* **Material shown**:

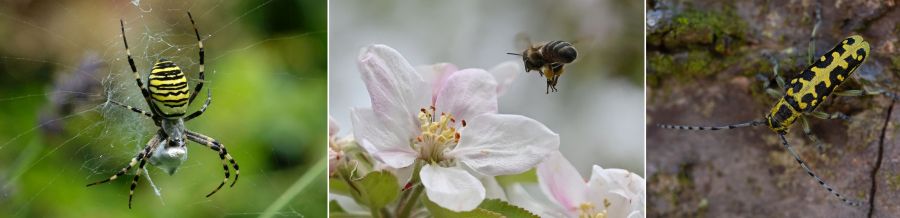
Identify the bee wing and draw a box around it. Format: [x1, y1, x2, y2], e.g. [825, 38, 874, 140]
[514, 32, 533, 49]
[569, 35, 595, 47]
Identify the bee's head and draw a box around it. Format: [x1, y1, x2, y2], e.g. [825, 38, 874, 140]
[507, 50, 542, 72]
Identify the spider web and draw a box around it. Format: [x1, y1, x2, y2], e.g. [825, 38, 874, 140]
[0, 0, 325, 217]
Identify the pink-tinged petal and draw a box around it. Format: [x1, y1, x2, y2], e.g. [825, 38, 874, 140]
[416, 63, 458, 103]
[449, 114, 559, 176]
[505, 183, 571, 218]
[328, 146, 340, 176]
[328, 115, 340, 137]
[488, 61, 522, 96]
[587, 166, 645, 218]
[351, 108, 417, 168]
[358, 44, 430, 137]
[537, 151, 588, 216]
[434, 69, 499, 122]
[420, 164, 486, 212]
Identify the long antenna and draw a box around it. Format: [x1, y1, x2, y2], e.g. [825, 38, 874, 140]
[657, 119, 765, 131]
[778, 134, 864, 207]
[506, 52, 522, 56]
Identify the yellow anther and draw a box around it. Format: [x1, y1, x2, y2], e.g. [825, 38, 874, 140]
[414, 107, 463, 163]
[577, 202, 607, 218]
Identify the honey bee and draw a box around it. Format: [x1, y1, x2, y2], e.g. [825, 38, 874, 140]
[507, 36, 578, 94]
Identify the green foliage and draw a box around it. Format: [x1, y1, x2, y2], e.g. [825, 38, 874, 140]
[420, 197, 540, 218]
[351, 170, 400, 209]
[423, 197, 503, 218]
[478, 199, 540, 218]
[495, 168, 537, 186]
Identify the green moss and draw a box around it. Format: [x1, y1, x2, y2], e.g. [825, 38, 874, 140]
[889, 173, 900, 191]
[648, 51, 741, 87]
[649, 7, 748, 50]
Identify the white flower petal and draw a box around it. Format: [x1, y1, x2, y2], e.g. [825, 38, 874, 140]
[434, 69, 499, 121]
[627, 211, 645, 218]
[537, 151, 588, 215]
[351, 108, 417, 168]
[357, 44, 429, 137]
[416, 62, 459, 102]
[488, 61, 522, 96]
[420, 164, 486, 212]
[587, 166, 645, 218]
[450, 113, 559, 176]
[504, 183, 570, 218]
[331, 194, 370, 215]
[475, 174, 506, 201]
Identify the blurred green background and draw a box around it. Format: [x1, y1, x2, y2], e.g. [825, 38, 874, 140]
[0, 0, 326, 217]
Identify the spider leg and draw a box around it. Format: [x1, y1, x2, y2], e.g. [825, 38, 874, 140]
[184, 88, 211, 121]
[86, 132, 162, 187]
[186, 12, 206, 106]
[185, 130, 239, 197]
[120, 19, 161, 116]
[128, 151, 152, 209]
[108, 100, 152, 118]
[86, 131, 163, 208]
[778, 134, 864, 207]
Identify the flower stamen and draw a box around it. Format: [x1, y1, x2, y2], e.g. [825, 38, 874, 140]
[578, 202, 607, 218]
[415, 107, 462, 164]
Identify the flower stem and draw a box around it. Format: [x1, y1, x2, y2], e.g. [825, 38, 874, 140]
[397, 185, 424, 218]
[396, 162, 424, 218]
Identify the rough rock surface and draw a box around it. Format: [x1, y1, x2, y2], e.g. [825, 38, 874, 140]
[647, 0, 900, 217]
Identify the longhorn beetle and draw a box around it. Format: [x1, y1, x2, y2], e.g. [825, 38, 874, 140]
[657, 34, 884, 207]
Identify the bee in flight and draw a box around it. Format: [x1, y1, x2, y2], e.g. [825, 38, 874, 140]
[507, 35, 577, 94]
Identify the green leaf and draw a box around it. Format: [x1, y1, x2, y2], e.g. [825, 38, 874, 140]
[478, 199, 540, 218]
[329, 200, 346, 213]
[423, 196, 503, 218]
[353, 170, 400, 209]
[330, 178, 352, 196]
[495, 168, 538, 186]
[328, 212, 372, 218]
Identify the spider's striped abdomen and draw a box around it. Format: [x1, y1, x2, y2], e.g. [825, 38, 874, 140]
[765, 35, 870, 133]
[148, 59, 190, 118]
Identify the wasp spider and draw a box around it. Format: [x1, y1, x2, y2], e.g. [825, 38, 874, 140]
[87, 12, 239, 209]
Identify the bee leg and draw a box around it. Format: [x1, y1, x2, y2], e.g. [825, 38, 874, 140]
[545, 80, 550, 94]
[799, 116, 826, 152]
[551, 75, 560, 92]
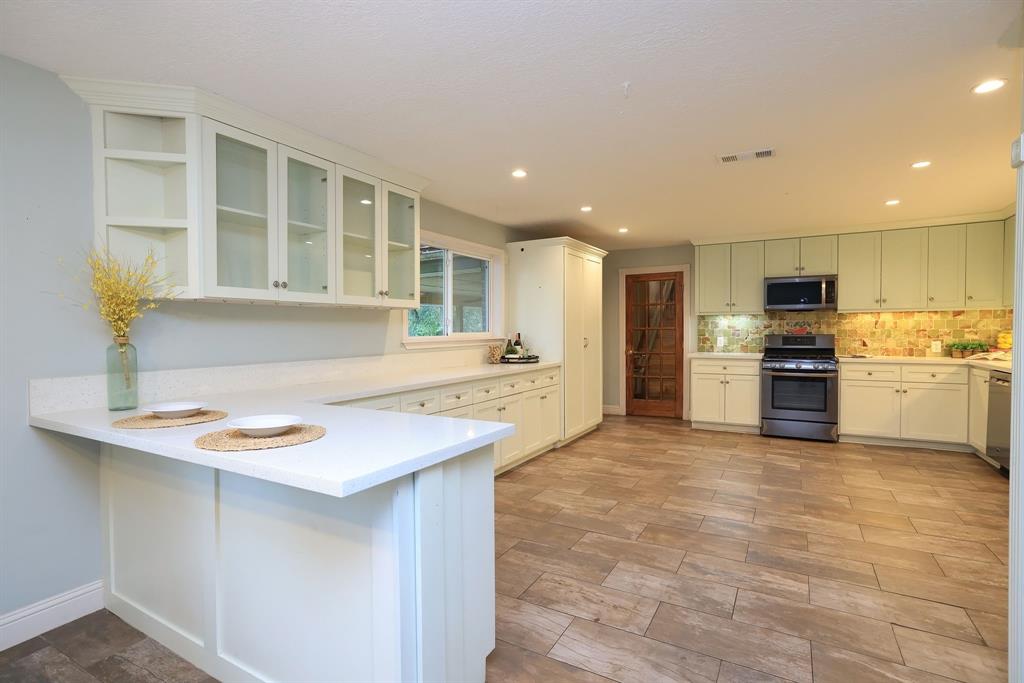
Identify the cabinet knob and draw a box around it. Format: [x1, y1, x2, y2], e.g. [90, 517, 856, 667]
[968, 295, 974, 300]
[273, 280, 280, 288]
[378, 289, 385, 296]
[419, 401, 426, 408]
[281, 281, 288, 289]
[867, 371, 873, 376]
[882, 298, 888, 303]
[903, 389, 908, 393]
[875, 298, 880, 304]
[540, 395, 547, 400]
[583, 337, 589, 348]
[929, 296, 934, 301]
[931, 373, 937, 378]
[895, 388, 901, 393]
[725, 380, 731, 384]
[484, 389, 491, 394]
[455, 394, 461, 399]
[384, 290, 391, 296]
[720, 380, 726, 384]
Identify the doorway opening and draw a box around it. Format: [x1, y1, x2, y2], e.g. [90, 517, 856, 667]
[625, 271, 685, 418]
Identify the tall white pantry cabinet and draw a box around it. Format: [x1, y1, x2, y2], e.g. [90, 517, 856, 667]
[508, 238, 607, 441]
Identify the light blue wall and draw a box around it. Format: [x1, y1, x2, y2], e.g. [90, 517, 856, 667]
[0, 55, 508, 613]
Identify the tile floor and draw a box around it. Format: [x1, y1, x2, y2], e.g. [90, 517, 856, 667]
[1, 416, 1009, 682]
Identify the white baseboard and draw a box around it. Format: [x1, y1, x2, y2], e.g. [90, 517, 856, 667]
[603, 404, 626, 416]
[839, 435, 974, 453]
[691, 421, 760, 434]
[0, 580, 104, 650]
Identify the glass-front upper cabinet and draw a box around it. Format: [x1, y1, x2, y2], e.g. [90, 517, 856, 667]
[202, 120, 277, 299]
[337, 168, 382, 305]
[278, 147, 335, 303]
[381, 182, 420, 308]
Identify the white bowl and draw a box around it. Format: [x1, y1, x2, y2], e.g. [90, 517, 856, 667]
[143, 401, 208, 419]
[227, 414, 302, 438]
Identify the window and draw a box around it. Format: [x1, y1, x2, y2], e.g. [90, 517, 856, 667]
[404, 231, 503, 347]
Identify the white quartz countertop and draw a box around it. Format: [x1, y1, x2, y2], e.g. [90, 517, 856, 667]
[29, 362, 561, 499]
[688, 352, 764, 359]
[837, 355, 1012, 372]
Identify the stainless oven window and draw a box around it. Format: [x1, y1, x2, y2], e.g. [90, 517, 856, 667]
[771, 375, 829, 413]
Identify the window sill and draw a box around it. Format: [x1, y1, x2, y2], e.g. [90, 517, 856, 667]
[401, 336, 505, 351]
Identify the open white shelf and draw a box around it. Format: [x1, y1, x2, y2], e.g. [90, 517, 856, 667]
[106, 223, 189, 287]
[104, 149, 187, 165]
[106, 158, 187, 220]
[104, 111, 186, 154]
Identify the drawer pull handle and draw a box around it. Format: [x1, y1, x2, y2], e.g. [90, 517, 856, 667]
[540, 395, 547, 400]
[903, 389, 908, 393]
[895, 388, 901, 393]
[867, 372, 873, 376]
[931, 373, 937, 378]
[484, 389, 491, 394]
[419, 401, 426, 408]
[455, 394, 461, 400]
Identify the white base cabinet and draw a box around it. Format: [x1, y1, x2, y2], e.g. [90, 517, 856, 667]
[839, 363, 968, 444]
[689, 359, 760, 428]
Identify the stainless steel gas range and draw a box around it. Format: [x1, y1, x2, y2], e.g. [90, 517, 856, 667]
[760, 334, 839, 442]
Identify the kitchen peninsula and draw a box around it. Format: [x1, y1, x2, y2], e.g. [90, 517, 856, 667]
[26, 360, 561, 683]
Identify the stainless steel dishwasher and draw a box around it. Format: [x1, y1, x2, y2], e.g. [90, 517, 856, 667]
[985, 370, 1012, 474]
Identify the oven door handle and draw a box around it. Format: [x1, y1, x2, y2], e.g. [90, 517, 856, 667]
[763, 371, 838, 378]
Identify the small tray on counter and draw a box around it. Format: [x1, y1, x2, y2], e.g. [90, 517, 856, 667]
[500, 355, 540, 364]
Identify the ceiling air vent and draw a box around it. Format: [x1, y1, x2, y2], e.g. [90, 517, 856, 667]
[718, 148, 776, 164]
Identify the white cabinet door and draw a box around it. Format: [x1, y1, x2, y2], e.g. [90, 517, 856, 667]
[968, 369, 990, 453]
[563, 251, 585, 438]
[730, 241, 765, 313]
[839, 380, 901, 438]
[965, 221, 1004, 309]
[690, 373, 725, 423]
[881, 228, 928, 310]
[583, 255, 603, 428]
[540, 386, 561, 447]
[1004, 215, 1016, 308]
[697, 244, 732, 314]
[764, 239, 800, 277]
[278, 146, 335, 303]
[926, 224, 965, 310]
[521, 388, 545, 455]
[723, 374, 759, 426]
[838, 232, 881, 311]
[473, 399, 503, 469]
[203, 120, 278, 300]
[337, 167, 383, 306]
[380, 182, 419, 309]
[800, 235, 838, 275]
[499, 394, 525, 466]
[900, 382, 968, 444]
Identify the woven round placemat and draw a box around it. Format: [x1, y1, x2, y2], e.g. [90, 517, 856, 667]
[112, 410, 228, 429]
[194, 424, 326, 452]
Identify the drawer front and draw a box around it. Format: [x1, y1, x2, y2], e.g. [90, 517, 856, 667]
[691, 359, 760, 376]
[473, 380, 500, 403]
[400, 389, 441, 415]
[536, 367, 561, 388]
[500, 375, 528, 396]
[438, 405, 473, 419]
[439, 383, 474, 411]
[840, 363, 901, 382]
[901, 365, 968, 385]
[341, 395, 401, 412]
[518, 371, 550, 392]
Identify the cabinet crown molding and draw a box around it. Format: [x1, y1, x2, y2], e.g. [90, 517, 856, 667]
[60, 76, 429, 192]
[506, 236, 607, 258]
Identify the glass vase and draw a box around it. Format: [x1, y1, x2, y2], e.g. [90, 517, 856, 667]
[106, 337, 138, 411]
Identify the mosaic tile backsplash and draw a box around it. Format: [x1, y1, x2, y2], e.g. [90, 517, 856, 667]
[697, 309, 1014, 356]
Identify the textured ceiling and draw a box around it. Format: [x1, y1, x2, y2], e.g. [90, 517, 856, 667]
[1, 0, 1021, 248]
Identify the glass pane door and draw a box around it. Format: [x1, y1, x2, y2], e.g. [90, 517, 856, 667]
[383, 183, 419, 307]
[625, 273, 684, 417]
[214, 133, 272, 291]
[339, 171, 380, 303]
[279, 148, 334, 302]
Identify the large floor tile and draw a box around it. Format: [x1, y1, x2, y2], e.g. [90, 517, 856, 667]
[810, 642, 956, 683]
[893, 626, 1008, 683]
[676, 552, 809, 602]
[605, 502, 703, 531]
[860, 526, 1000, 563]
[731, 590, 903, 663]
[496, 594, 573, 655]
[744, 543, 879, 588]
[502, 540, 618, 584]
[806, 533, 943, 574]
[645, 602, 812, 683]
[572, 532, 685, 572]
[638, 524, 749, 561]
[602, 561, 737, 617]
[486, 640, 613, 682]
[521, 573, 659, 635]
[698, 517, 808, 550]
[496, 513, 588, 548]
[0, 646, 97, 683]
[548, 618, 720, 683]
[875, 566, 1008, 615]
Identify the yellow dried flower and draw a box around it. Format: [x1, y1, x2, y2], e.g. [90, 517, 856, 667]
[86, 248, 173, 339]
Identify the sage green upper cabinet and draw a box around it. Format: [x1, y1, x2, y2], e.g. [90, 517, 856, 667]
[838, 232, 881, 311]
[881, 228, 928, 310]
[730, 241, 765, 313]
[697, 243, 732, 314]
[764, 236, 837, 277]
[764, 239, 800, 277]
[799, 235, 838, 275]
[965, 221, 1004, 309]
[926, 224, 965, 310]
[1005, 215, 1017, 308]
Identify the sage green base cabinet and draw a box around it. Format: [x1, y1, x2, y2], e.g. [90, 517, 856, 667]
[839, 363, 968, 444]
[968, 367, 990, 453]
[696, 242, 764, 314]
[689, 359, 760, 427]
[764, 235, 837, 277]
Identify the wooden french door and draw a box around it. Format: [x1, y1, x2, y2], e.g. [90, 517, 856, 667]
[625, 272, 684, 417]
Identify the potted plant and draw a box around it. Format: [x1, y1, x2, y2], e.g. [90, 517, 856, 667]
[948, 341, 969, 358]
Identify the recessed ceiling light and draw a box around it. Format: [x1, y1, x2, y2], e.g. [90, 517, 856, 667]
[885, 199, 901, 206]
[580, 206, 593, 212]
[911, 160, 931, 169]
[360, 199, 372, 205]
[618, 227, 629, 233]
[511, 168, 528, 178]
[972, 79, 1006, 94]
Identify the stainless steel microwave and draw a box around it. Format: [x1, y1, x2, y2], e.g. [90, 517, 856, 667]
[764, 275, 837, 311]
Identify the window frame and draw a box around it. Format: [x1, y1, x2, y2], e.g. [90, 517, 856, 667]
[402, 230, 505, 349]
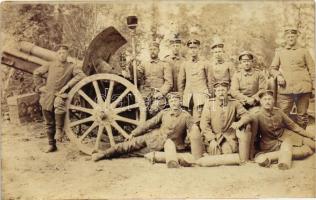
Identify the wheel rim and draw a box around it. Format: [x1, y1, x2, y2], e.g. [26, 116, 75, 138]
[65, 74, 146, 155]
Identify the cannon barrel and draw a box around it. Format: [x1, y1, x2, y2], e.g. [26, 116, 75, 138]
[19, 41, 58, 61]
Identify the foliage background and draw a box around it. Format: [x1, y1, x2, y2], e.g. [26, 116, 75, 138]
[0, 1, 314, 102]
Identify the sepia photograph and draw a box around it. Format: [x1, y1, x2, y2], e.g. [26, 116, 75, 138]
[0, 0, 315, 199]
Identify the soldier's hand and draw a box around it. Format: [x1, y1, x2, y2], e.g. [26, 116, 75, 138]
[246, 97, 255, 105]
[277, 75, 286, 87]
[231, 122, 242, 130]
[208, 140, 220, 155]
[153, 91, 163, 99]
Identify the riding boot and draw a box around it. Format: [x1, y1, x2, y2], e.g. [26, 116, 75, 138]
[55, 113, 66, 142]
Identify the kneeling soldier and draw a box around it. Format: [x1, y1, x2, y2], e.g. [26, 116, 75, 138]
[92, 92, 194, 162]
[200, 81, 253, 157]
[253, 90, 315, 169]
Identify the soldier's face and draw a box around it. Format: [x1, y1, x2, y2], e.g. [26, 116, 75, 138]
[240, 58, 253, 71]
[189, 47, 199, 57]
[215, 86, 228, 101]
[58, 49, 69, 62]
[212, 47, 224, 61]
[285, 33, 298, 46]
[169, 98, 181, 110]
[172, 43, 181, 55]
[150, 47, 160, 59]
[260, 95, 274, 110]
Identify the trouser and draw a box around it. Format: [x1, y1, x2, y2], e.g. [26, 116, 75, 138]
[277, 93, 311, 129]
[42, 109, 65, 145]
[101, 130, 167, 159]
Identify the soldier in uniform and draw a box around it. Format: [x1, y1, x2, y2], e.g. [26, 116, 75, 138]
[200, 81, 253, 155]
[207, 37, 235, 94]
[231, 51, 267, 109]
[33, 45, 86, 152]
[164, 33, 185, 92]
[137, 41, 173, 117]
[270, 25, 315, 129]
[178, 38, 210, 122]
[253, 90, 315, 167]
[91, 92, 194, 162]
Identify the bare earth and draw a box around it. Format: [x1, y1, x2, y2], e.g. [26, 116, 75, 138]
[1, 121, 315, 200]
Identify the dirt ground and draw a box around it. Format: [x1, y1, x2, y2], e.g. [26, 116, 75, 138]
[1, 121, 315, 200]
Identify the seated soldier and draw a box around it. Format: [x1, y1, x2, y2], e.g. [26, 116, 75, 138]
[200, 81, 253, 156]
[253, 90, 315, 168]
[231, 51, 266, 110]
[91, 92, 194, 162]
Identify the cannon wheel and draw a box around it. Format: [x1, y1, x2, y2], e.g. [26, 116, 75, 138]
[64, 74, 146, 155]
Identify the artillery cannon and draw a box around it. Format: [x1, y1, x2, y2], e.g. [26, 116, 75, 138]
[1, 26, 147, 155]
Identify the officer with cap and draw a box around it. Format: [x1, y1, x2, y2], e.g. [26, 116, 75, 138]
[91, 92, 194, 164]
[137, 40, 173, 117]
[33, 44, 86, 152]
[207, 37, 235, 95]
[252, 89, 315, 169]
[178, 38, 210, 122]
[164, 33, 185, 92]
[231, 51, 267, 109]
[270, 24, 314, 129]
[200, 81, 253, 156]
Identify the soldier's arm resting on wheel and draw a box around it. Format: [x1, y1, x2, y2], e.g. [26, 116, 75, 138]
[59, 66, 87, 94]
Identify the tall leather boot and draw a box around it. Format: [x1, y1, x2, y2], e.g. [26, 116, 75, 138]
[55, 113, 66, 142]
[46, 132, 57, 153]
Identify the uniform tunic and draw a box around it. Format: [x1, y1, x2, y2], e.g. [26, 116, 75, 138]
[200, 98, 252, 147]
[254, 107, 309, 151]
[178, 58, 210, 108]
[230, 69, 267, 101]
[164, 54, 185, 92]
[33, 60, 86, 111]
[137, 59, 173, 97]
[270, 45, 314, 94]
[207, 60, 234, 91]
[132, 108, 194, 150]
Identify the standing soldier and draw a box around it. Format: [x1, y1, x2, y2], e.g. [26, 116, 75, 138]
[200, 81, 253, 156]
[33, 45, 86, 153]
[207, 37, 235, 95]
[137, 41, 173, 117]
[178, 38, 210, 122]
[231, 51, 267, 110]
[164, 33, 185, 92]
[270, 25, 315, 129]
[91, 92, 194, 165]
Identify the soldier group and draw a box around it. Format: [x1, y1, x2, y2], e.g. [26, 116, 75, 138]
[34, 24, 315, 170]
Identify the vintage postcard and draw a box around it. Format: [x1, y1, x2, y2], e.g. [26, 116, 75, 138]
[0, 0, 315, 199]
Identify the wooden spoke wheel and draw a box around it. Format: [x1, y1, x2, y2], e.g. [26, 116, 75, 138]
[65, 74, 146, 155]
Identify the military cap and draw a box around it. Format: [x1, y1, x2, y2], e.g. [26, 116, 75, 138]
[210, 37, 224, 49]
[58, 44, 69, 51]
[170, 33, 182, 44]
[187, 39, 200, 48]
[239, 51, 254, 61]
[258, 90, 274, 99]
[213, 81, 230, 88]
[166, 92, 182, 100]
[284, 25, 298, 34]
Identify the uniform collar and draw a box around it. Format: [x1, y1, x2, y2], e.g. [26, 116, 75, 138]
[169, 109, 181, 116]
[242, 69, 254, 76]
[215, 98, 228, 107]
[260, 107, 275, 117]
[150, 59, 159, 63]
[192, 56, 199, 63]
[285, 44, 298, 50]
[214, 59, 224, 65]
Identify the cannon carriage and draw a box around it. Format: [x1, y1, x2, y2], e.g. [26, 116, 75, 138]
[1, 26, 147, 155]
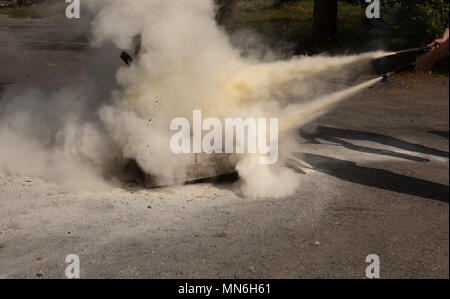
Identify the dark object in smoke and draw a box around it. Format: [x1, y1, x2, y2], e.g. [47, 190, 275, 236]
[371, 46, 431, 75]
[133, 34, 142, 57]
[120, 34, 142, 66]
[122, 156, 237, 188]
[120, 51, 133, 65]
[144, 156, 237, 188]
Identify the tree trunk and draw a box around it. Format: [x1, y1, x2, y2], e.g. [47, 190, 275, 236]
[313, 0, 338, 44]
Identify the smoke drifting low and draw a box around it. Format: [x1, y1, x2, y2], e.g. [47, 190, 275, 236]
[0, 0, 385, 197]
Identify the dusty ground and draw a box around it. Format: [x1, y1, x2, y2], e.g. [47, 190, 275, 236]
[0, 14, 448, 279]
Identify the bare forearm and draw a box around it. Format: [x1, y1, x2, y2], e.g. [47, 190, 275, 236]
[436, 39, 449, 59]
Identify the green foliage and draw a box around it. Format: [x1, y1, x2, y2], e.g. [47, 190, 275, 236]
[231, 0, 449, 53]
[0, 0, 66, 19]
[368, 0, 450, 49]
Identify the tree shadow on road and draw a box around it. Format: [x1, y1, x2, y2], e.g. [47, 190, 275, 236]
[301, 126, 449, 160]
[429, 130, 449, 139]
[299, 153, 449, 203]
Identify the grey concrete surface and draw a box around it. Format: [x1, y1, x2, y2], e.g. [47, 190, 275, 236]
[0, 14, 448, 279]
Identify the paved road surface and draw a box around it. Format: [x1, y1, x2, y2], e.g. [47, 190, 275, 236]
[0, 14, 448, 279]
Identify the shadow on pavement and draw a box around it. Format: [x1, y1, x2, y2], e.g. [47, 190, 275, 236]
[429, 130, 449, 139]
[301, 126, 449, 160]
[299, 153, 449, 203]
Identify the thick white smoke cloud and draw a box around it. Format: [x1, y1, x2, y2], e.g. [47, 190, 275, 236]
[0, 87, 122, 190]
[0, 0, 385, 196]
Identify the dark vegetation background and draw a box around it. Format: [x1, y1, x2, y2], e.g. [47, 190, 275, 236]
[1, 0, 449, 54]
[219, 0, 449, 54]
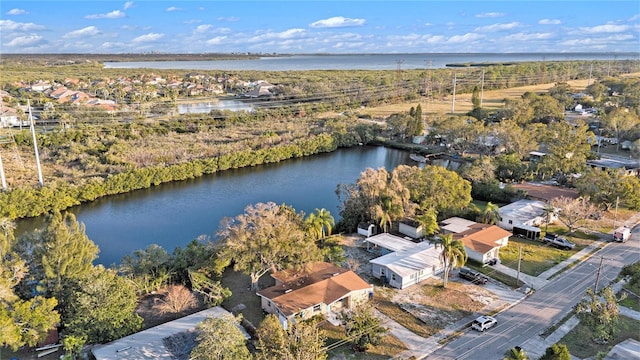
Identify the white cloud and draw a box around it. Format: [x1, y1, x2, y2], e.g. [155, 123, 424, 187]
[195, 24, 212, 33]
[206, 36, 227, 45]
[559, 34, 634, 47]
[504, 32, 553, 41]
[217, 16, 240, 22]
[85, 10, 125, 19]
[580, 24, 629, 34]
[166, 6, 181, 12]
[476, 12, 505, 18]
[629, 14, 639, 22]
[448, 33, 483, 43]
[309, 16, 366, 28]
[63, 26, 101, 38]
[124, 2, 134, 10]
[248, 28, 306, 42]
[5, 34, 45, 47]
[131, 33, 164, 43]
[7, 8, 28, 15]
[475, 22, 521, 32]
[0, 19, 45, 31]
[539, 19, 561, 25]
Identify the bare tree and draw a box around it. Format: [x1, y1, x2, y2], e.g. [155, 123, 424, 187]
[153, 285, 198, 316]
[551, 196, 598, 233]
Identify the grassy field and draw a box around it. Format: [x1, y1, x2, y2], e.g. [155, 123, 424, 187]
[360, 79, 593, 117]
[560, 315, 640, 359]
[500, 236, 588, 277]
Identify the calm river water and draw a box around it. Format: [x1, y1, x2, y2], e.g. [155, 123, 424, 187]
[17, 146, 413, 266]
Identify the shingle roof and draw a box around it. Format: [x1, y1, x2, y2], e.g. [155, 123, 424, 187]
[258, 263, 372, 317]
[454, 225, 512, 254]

* **Task details**:
Every line from the one containing "Identify the grassy" to the end of the material above must be written out exactly. Nothing else is wanted.

* **Answer space**:
Identify the grassy field and draw a box around it. Format: [x1, y1, x2, y2], e.g. [155, 123, 424, 187]
[360, 79, 593, 117]
[560, 315, 640, 359]
[500, 236, 588, 277]
Identify the calm river water and draw a box around it. Format: [x1, y1, x2, y2], e.g. [155, 123, 424, 187]
[17, 146, 413, 266]
Identify the shingle roof and draw a box around it. Format: [x1, y1, x2, y2], e.g. [155, 123, 424, 187]
[258, 263, 372, 317]
[454, 225, 512, 254]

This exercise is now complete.